Copy out all the rows with every "in this scene" changed to "in this image" and nothing else altered. Leave the pictures out of your copy.

(Coordinate annotation rows)

____

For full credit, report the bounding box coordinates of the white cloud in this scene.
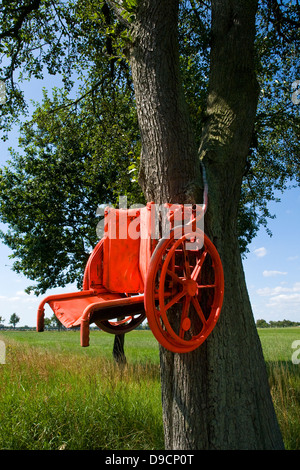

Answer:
[256,282,300,314]
[263,270,287,277]
[254,246,267,258]
[256,282,300,297]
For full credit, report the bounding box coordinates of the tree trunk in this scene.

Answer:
[130,0,283,450]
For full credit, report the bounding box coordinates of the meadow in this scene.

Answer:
[0,328,300,450]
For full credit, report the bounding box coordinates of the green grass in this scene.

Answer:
[0,328,300,450]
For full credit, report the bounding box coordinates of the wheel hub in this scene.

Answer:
[184,279,198,297]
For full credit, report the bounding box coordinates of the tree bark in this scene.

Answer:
[130,0,283,450]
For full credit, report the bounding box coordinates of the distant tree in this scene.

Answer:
[9,313,20,328]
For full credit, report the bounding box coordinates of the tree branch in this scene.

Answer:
[0,0,41,39]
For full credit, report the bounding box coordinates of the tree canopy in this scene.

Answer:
[0,0,300,293]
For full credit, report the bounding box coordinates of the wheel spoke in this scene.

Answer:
[191,251,207,281]
[179,295,191,339]
[163,289,186,310]
[192,297,207,325]
[167,269,184,284]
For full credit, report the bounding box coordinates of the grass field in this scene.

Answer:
[0,328,300,450]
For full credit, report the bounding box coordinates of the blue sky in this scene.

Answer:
[0,77,300,326]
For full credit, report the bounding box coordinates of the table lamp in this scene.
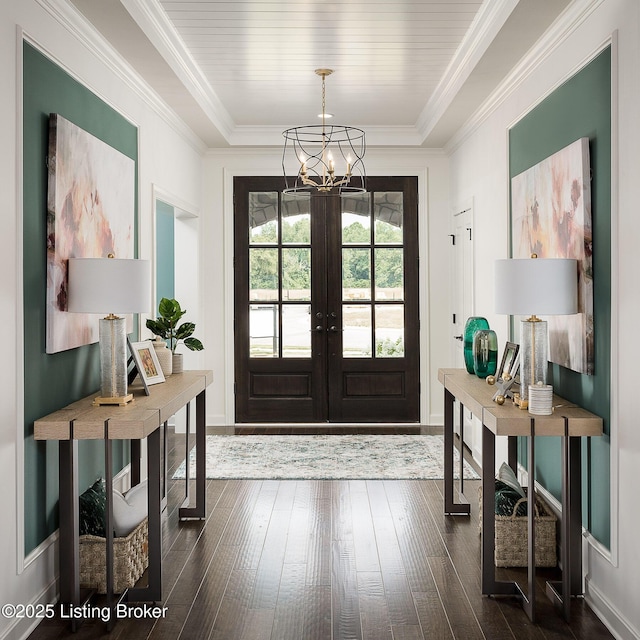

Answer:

____

- **EXERCISE RESPONSE**
For full credit, report the bounding box coordinates of the white cloud in this image.

Answer:
[256,282,300,314]
[263,270,287,277]
[254,246,267,258]
[256,282,300,297]
For full credit, report the bounding box coordinates of the tree trunk in this image.

Answer:
[130,0,283,450]
For full credit, report the bounding box coordinates of the meadow in this image.

Answer:
[0,328,300,450]
For full credit, report the bounding box coordinates of the green grass in this image.

Answer:
[0,328,300,450]
For full credit, report the bounding box coordinates of the wheel hub in this image.

Answer:
[184,279,198,297]
For full credit, report the bounding box coordinates of the tree bark in this image.

Answer:
[130,0,283,450]
For full credit, report the bounding box coordinates of the distant tree in this image.

Answer:
[9,313,20,328]
For full credit, report the bounding box coordinates of the tree branch in this image.

Answer:
[0,0,41,39]
For full credit, report the bounding box coordinates of the tree canopy in this image.

Answer:
[0,0,300,293]
For full credit, report the bounding box coordinates of the wheel spoke in this image.

Answer:
[191,251,207,281]
[179,295,191,339]
[163,289,186,310]
[192,297,207,325]
[167,269,184,284]
For full credit, report the bounding box coordinates of the grass field in this image.

Answer:
[0,328,300,450]
For full credit, report the bounding box coordinates of the blue sky in this image.

Answer:
[0,77,300,326]
For full credit, report the bounding box coordinates of the table lamp in this image.

Answer:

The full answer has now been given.